*Source data*.
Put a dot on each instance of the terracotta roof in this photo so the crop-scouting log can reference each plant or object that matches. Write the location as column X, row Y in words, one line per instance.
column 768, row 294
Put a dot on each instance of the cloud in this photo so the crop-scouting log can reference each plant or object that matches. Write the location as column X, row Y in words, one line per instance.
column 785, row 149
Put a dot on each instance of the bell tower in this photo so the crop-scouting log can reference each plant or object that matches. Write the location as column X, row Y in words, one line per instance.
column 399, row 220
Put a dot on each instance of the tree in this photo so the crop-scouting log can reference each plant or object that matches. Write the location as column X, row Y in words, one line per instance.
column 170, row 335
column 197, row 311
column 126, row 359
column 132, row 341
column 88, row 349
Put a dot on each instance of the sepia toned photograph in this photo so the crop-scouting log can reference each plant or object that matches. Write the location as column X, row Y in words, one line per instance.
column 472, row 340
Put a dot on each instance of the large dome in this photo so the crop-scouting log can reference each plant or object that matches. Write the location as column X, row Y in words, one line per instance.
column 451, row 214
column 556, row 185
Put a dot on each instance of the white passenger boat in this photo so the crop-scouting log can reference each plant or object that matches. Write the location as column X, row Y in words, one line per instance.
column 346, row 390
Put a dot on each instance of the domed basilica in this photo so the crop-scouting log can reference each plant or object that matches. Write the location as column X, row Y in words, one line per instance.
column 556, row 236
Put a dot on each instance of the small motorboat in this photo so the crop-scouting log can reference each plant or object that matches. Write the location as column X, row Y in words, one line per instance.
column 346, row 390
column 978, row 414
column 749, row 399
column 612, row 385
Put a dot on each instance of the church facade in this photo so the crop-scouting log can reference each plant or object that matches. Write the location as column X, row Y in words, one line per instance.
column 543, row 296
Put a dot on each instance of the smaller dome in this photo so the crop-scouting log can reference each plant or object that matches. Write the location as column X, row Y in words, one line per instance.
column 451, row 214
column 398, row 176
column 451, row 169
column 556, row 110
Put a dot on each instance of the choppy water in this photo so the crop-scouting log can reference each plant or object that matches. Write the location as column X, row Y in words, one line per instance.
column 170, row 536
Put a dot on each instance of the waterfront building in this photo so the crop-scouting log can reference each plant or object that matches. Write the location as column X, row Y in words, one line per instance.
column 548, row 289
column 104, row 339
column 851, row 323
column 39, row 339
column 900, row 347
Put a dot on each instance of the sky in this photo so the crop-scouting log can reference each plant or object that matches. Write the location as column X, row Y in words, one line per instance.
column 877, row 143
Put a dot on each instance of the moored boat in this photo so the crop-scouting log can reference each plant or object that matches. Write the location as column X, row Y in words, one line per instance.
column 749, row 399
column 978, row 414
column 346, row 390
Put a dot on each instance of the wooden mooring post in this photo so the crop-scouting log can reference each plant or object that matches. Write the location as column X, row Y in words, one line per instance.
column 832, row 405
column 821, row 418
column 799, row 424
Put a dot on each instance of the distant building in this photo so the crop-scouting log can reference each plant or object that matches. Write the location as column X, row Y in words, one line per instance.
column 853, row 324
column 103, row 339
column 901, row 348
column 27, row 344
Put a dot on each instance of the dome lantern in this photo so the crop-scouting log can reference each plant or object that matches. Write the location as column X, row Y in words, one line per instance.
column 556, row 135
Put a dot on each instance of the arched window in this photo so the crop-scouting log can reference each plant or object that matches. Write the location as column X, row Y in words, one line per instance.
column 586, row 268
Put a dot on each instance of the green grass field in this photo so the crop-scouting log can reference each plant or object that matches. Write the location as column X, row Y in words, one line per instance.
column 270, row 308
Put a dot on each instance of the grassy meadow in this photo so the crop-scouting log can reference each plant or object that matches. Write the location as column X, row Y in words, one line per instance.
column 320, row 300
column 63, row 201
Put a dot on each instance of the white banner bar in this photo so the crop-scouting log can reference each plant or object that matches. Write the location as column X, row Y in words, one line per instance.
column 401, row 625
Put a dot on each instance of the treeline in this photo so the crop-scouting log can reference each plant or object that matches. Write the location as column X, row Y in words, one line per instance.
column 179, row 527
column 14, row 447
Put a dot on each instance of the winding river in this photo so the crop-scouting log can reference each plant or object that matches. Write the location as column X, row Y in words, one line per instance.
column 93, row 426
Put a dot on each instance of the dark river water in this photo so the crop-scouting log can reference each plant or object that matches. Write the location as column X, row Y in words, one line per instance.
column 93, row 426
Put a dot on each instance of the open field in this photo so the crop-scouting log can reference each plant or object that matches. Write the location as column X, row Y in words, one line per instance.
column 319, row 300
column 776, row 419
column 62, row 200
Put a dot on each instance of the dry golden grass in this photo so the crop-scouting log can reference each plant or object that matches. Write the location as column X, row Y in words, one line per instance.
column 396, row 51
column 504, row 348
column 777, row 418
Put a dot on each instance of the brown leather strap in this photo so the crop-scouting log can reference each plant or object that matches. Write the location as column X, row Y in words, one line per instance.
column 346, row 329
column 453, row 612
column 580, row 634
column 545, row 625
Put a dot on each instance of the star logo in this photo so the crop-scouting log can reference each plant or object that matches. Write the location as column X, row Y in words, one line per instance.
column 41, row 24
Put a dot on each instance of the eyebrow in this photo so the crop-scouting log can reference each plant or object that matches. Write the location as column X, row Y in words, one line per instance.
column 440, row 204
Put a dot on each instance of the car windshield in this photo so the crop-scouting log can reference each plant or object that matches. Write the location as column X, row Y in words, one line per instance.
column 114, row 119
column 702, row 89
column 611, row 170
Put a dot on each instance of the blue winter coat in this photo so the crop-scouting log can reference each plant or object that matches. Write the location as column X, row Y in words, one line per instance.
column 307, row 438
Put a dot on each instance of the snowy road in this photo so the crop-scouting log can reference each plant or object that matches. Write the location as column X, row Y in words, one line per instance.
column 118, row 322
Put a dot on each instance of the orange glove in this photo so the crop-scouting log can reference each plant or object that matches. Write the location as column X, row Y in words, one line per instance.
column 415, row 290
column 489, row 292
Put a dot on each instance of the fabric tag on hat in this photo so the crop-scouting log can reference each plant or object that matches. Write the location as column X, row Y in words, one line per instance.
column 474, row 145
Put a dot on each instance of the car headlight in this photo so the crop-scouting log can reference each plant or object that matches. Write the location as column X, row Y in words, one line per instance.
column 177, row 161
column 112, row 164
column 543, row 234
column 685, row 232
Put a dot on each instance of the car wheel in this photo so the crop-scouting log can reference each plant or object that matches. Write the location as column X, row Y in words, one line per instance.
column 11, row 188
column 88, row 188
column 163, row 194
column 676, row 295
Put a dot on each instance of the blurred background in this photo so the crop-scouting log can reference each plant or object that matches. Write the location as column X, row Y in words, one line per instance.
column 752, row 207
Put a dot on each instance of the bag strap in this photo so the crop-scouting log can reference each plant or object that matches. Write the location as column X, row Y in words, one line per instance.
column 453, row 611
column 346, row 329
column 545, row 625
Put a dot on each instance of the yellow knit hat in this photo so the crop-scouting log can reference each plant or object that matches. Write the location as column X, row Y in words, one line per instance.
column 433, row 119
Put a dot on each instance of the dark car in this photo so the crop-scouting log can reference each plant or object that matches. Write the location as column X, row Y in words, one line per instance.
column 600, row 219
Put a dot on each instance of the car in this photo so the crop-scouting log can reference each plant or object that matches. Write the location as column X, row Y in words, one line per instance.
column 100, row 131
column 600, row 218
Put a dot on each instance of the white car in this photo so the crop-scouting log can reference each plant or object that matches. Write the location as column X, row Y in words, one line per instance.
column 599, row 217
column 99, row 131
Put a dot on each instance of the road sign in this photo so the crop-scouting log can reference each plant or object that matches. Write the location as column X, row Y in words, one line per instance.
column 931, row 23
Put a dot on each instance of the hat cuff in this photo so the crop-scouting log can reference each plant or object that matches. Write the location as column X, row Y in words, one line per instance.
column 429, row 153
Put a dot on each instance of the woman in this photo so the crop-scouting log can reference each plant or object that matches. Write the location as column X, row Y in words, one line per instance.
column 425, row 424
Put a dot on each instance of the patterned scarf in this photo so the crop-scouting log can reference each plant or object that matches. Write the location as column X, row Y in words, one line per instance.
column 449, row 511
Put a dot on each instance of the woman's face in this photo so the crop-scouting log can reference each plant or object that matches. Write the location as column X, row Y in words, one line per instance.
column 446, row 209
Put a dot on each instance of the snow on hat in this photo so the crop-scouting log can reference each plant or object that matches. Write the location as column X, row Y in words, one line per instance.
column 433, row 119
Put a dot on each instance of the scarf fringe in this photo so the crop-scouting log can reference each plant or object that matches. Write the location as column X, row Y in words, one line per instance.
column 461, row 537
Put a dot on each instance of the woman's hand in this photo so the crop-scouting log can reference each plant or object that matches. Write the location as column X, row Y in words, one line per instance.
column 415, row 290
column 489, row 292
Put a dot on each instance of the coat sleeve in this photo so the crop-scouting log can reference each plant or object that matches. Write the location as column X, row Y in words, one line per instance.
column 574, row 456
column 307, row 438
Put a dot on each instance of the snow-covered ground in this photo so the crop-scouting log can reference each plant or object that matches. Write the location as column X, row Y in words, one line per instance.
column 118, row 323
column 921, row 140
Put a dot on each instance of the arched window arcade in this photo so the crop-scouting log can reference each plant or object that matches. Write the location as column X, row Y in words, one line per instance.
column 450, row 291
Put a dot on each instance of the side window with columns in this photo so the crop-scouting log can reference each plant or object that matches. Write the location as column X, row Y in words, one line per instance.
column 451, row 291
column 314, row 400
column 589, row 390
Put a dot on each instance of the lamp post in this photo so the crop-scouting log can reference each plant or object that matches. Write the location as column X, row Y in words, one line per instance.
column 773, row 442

*What the task asks*. Render the entries as a Markdown table with two columns, headed Row and Text. Number each line in Row and give the line itself in Text. Begin at the first line of the entries and stop after the line that contains "column 785, row 149", including both ends and leaving out blank lines.

*Written reply*.
| Row | Text |
|---|---|
| 1 | Put a dot on each instance of the terracotta roof in this photo so the crop-scouting log can reference each plant or object that matches. Write the location as column X, row Y in words, one line per instance. |
| 2 | column 768, row 294 |
| 3 | Put a dot on each instance of the cloud in this photo so the crop-scouting log can reference each plant or object that matches. Write the location as column X, row Y in words, one line per instance. |
| 4 | column 785, row 149 |